__What you have to do__.
Reproduce word for word the lines of the data from the line containing "Find each bark texture shown above." through the end of the data, omitting the pictures.

-- START OF Given information --

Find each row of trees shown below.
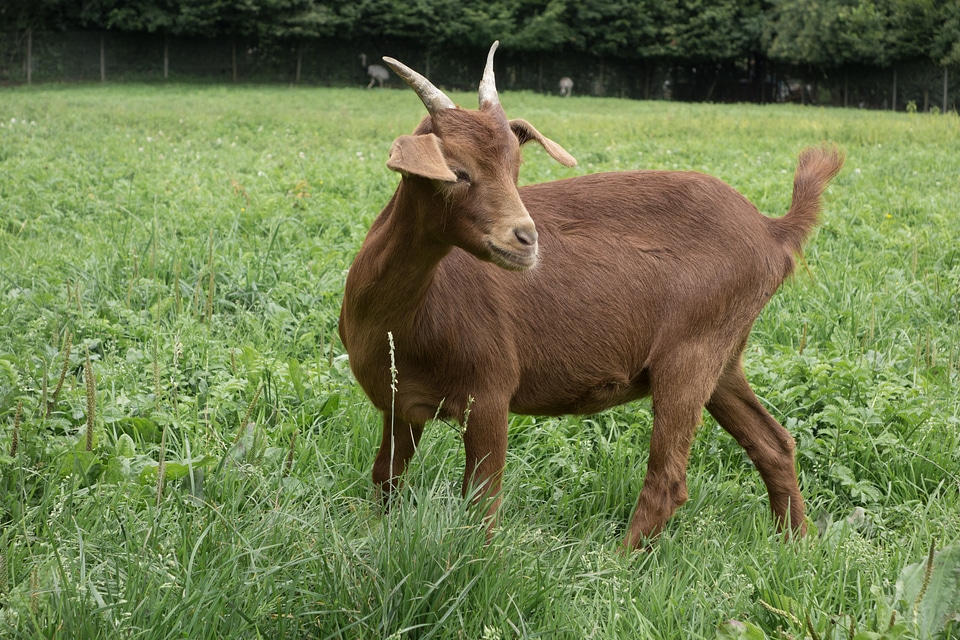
[0,0,960,107]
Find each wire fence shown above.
[0,31,960,112]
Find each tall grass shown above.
[0,86,960,638]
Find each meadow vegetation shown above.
[0,86,960,640]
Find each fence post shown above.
[891,66,897,111]
[27,27,33,84]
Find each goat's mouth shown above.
[487,240,537,271]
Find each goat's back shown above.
[425,171,793,414]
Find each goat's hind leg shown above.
[707,359,807,535]
[373,412,423,505]
[623,345,720,549]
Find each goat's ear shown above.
[387,133,457,182]
[510,118,577,167]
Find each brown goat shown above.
[340,43,843,548]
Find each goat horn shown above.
[383,56,457,114]
[480,40,500,108]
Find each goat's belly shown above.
[510,373,650,416]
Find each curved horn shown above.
[383,56,457,114]
[480,40,500,108]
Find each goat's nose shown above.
[513,225,537,247]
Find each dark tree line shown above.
[0,0,960,107]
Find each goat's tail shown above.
[773,145,844,253]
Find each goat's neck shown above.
[347,182,451,330]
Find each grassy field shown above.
[0,86,960,640]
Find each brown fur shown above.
[340,104,843,548]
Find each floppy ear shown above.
[510,118,577,167]
[387,133,457,182]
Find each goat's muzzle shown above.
[486,220,539,271]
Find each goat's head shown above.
[384,42,577,271]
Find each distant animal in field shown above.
[360,53,390,89]
[339,43,843,550]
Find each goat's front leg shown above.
[462,405,508,538]
[373,412,423,505]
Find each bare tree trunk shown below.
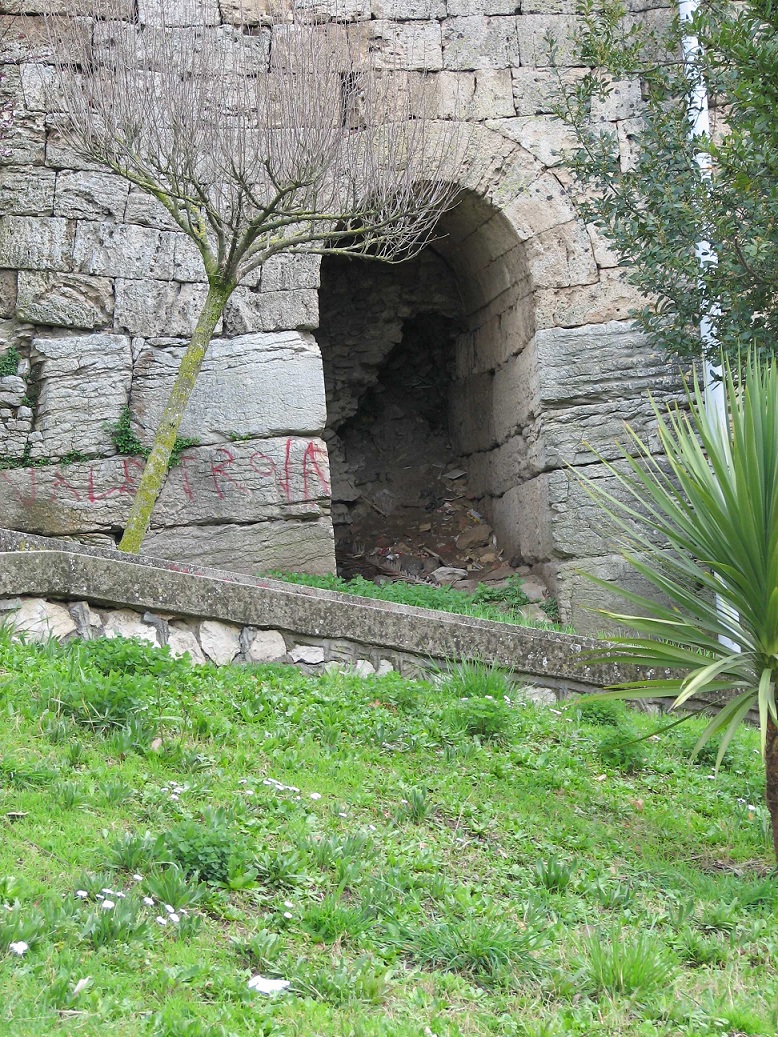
[765,713,778,861]
[119,275,234,555]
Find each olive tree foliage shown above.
[48,0,462,552]
[559,0,778,362]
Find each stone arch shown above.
[322,119,675,629]
[319,121,593,564]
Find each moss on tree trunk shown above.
[119,283,234,555]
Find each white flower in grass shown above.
[72,976,92,998]
[249,976,291,994]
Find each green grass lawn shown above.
[0,635,778,1037]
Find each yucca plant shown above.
[584,356,778,857]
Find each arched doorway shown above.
[317,191,540,585]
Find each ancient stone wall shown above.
[0,0,676,628]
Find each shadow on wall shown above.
[317,193,543,579]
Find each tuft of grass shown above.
[265,570,569,629]
[582,928,677,997]
[0,629,778,1037]
[395,915,544,982]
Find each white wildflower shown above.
[249,976,291,994]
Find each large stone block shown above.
[260,252,322,292]
[73,220,205,281]
[503,173,576,242]
[124,189,178,231]
[485,113,576,166]
[0,113,46,166]
[54,170,130,220]
[93,21,270,75]
[511,68,586,115]
[371,0,443,16]
[519,13,583,68]
[525,220,600,289]
[0,166,55,216]
[369,19,443,72]
[224,287,318,335]
[535,270,646,329]
[116,278,216,338]
[138,0,221,26]
[143,519,335,576]
[554,554,668,637]
[0,437,330,536]
[0,216,74,271]
[0,270,17,318]
[21,61,63,114]
[46,120,106,173]
[32,334,132,458]
[131,332,326,443]
[443,15,519,69]
[535,320,678,409]
[17,271,113,328]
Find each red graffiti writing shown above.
[0,437,330,507]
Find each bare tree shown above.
[0,14,13,159]
[49,0,462,552]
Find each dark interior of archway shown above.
[317,248,524,589]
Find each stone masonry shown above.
[0,0,677,629]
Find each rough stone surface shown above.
[104,609,160,645]
[167,623,206,666]
[246,630,286,663]
[0,530,676,691]
[17,271,113,328]
[131,332,326,443]
[289,645,325,666]
[0,0,678,613]
[200,619,241,666]
[32,334,132,458]
[9,597,76,641]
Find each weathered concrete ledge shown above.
[0,530,630,695]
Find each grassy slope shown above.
[0,640,778,1037]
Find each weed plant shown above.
[0,632,778,1037]
[267,571,568,629]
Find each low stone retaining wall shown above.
[0,530,630,697]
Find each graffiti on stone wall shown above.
[0,437,330,507]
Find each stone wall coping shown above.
[0,529,632,691]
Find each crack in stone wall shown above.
[0,0,677,628]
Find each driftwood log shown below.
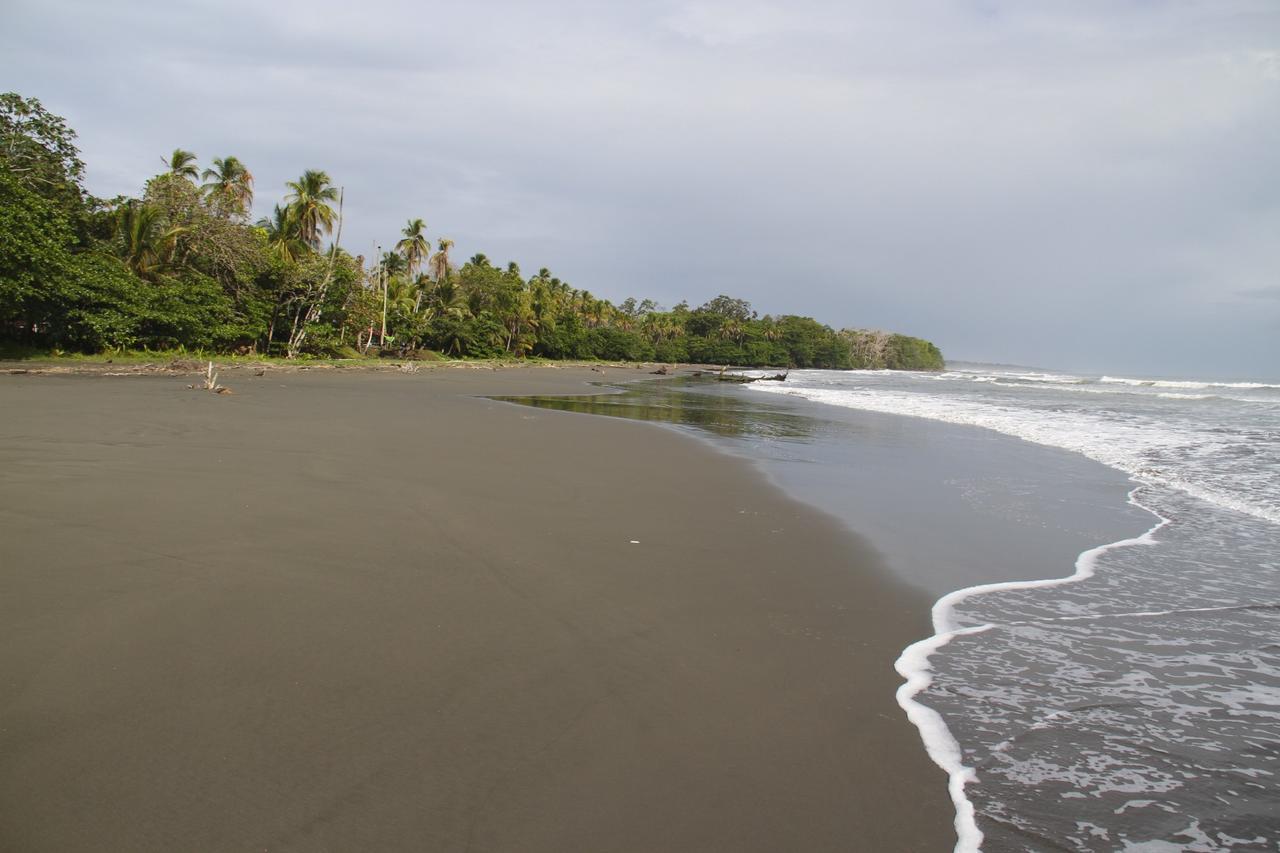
[716,365,791,383]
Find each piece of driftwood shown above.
[716,365,791,384]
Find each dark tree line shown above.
[0,93,942,369]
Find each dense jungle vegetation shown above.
[0,92,942,369]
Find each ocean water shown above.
[741,365,1280,853]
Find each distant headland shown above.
[0,92,943,370]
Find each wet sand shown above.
[0,369,954,850]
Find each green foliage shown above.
[0,93,942,370]
[0,92,84,211]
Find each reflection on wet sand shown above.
[494,377,814,438]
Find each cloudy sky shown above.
[0,0,1280,377]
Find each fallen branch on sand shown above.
[187,361,232,394]
[716,365,791,383]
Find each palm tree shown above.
[200,156,253,216]
[285,169,338,251]
[430,237,453,282]
[161,149,200,181]
[396,219,431,278]
[257,205,310,261]
[116,200,183,280]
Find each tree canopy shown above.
[0,92,942,369]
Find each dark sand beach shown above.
[0,369,954,850]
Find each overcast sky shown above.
[0,0,1280,377]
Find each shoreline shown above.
[0,368,955,850]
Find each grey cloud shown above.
[0,0,1280,373]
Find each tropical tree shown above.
[161,149,200,181]
[200,156,253,216]
[285,169,338,251]
[257,205,310,261]
[396,219,431,278]
[430,237,453,282]
[116,200,182,280]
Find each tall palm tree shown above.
[257,205,310,261]
[116,200,183,280]
[161,149,200,181]
[200,156,253,216]
[430,237,453,282]
[285,169,338,251]
[396,219,431,278]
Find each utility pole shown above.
[378,246,387,352]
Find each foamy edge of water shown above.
[893,484,1169,853]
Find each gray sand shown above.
[0,369,954,850]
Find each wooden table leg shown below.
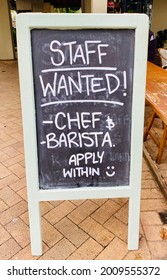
[156,124,167,164]
[144,112,157,141]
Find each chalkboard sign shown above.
[31,29,135,189]
[17,13,148,255]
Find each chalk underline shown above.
[41,99,124,107]
[41,67,117,73]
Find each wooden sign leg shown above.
[128,195,140,250]
[29,201,42,256]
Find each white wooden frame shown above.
[17,13,148,255]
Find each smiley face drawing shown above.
[106,166,115,177]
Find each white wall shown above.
[91,0,107,13]
[0,0,15,60]
[151,0,167,34]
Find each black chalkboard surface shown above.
[31,29,135,189]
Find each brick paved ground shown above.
[0,61,167,260]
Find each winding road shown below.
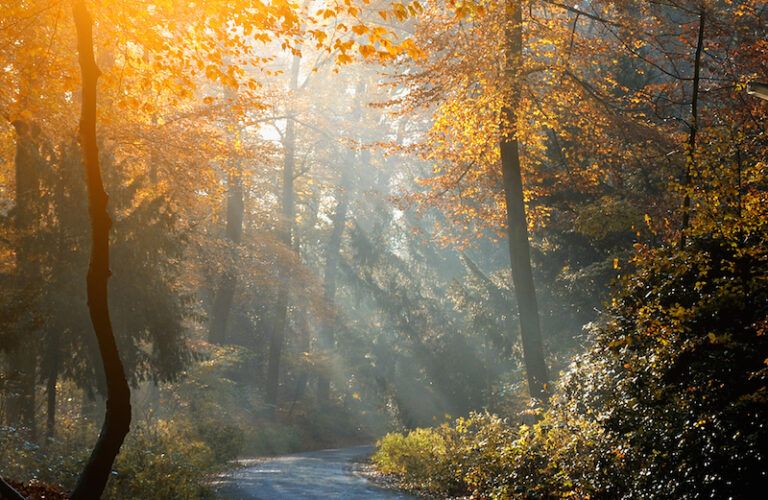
[210,446,414,500]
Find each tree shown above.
[72,0,131,500]
[501,0,549,400]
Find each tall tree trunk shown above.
[461,253,515,358]
[680,6,706,250]
[266,56,301,415]
[317,182,349,403]
[501,0,549,400]
[8,120,40,441]
[209,168,245,344]
[317,78,366,403]
[71,0,131,500]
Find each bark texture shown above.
[6,120,41,441]
[71,0,131,500]
[209,169,245,344]
[501,0,549,400]
[266,56,301,414]
[680,7,706,250]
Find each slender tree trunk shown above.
[501,0,549,400]
[8,120,40,441]
[317,186,349,403]
[461,254,516,358]
[266,56,301,415]
[209,169,245,344]
[317,78,366,403]
[71,0,131,500]
[680,7,706,250]
[45,332,60,439]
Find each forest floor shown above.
[210,446,413,500]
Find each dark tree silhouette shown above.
[72,0,131,500]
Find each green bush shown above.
[105,420,220,500]
[374,230,768,499]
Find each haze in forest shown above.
[0,0,768,500]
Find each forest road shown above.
[210,446,415,500]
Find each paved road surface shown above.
[217,446,413,500]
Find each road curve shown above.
[216,446,413,500]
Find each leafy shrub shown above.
[374,229,768,499]
[106,420,217,499]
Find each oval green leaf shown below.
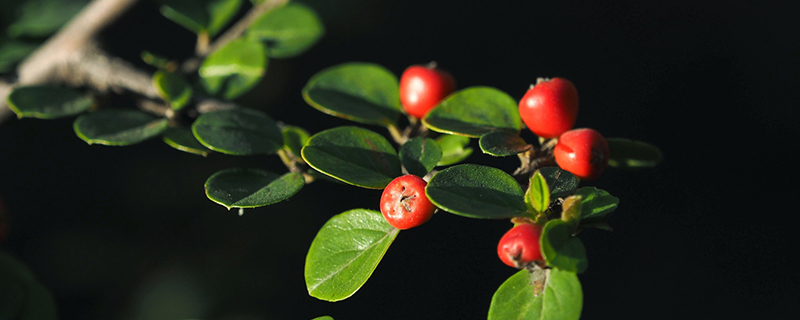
[303,62,401,126]
[301,127,401,189]
[422,87,522,138]
[205,168,305,210]
[425,164,527,219]
[541,219,589,273]
[305,209,400,302]
[192,108,283,156]
[400,137,442,177]
[247,2,325,58]
[199,39,267,100]
[7,86,94,119]
[488,269,583,320]
[72,110,169,146]
[606,138,663,169]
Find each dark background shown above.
[0,0,800,320]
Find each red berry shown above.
[553,128,610,180]
[381,174,436,230]
[497,223,544,269]
[519,78,578,139]
[400,63,456,119]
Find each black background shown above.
[0,0,800,319]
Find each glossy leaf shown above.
[436,134,472,166]
[205,168,305,210]
[478,131,533,157]
[400,137,442,177]
[303,62,401,126]
[164,127,211,157]
[425,164,527,219]
[247,2,325,58]
[488,269,583,320]
[422,87,522,138]
[302,127,401,189]
[192,108,283,156]
[8,86,94,119]
[541,219,589,273]
[606,138,663,169]
[305,209,400,301]
[72,110,169,146]
[199,39,267,100]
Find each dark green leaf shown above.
[303,62,401,126]
[192,108,283,156]
[400,137,442,177]
[542,220,589,273]
[488,269,583,320]
[422,87,522,138]
[247,2,325,58]
[73,110,169,146]
[8,86,94,119]
[205,169,305,210]
[302,127,401,189]
[425,164,527,219]
[305,209,400,301]
[606,138,663,168]
[478,131,533,157]
[200,39,267,100]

-- END OF Given information --

__Exercise result__.
Find each bark texture shown above.
[6,120,41,441]
[71,0,131,500]
[209,169,245,344]
[501,0,549,400]
[266,56,301,414]
[680,7,706,250]
Find each slender tree trunk shown above.
[501,0,549,400]
[8,120,40,441]
[317,186,349,403]
[461,254,516,358]
[266,56,301,415]
[209,169,245,344]
[317,78,366,403]
[71,0,131,500]
[680,7,706,250]
[45,332,60,439]
Find each forest floor shown above.
[210,446,413,500]
Find each dark tree silhouette shown above.
[72,0,131,500]
Find each green bush shown above.
[105,420,220,500]
[374,230,768,499]
Find each haze in forest shown above.
[0,0,768,500]
Find each forest road shown above.
[210,446,415,500]
Find each paved road surface shown above.
[217,446,413,500]
Find each road curve shown above.
[216,446,413,500]
Find each leafy shrub shown above.
[374,229,768,499]
[106,420,217,499]
Find each oval green leaf shown below.
[303,62,401,126]
[301,127,401,189]
[422,87,522,138]
[205,168,305,210]
[425,164,527,219]
[541,219,589,273]
[305,209,400,302]
[192,108,283,156]
[400,137,442,177]
[247,2,325,58]
[199,39,267,100]
[7,86,94,119]
[488,269,583,320]
[72,110,169,146]
[606,138,663,169]
Find each dark background shown above.
[0,0,800,320]
Find each red berry shown above.
[553,128,610,180]
[381,174,436,230]
[497,223,544,269]
[519,78,578,139]
[400,63,456,119]
Find each black background shown above.
[0,0,800,319]
Find each glossy leaf shown above.
[436,134,472,166]
[205,168,305,210]
[478,131,533,157]
[400,137,442,177]
[303,62,401,126]
[164,127,211,157]
[425,164,527,219]
[247,2,325,58]
[488,269,583,320]
[422,87,522,138]
[302,127,401,189]
[192,108,283,156]
[8,86,94,119]
[541,219,589,273]
[606,138,663,169]
[305,209,400,301]
[72,110,169,146]
[199,39,267,100]
Find each dark green leaf shown above.
[303,62,401,126]
[192,108,283,156]
[400,137,442,177]
[542,220,589,273]
[488,269,583,320]
[422,87,522,138]
[247,2,325,58]
[73,110,169,146]
[8,86,94,119]
[205,169,305,210]
[302,127,401,189]
[425,164,527,219]
[305,209,400,301]
[606,138,663,168]
[478,131,533,157]
[200,39,267,100]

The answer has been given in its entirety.